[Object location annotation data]
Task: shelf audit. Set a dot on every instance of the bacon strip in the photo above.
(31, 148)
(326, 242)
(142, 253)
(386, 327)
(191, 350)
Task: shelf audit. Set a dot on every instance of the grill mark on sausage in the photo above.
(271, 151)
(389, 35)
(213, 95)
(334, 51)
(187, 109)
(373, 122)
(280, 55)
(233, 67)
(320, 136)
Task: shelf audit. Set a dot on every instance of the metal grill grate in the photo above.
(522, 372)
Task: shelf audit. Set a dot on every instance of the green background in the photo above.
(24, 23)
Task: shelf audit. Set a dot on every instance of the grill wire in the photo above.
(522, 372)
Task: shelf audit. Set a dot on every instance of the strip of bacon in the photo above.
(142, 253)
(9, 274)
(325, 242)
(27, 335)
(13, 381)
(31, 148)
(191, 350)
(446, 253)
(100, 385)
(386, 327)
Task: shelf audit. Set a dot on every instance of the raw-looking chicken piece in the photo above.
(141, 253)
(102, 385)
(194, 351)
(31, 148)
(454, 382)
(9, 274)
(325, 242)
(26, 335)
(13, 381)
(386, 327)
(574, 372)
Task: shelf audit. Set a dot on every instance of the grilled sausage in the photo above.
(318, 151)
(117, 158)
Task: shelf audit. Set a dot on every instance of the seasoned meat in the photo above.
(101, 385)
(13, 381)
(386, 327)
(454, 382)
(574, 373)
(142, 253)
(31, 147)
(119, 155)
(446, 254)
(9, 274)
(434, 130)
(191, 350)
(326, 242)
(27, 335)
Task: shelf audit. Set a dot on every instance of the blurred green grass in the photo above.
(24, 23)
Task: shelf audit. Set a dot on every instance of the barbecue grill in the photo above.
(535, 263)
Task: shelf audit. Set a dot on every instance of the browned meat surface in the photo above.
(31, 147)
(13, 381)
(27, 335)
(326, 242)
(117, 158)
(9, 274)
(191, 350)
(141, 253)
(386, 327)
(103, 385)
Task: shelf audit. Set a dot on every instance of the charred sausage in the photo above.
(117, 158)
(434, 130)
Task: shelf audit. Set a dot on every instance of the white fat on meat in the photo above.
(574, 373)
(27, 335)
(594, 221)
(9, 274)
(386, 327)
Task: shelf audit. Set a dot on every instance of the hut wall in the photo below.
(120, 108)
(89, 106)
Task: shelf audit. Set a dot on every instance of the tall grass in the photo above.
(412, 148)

= Task to complete =
Give the lines of the records, from the line containing "piece in the photo above." through the end of the records, as a Markdown table with the columns Row and Line. Leave out any blank lines.

= Completed task =
| Row | Line |
|---|---|
| 1 | Task: shelf audit. Set a dot on every instance of the raw-looking chicken piece in the photo above. |
| 2 | (141, 253) |
| 3 | (102, 385) |
| 4 | (194, 351) |
| 5 | (31, 148) |
| 6 | (454, 382) |
| 7 | (9, 274) |
| 8 | (325, 242) |
| 9 | (26, 335) |
| 10 | (13, 381) |
| 11 | (386, 327) |
| 12 | (574, 372) |
| 13 | Task: shelf audit. Set a dot on every instance of the grilled sausage in the photo above. |
| 14 | (318, 151) |
| 15 | (117, 158) |
| 16 | Task: shelf audit. Set a dot on every instance of the seasoned meat in the photo above. |
| 17 | (101, 385) |
| 18 | (13, 381) |
| 19 | (386, 327) |
| 20 | (454, 382) |
| 21 | (574, 373) |
| 22 | (142, 253) |
| 23 | (31, 147) |
| 24 | (119, 155) |
| 25 | (446, 254) |
| 26 | (9, 274) |
| 27 | (434, 130) |
| 28 | (191, 350) |
| 29 | (326, 242) |
| 30 | (27, 335) |
| 31 | Task: shelf audit. Set a dot on every instance of the blurred green grass in the photo above. |
| 32 | (24, 23) |
| 33 | Task: shelf audit. Set a dot on every instance of the barbecue grill in the photo above. |
| 34 | (535, 263) |
| 35 | Task: shelf audit. Set a dot on every instance of the browned meat surface in the photo above. |
| 36 | (31, 147) |
| 37 | (13, 381) |
| 38 | (27, 335) |
| 39 | (326, 242) |
| 40 | (117, 158) |
| 41 | (9, 274) |
| 42 | (191, 350) |
| 43 | (141, 253) |
| 44 | (386, 327) |
| 45 | (103, 385) |
| 46 | Task: shelf audit. Set a dot on every instance of the charred sausage in the photo above. |
| 47 | (117, 158) |
| 48 | (434, 130) |
| 49 | Task: shelf audit. Set a dot on every instance of the white fat on meat in the photo above. |
| 50 | (574, 373) |
| 51 | (27, 335) |
| 52 | (594, 221) |
| 53 | (9, 274) |
| 54 | (386, 327) |
| 55 | Task: shelf audit. Set a dot on every instance of the hut wall in the photo below. |
| 56 | (120, 108) |
| 57 | (89, 106) |
| 58 | Task: shelf audit. Set a dot on every instance of the tall grass in the photo above. |
| 59 | (412, 148) |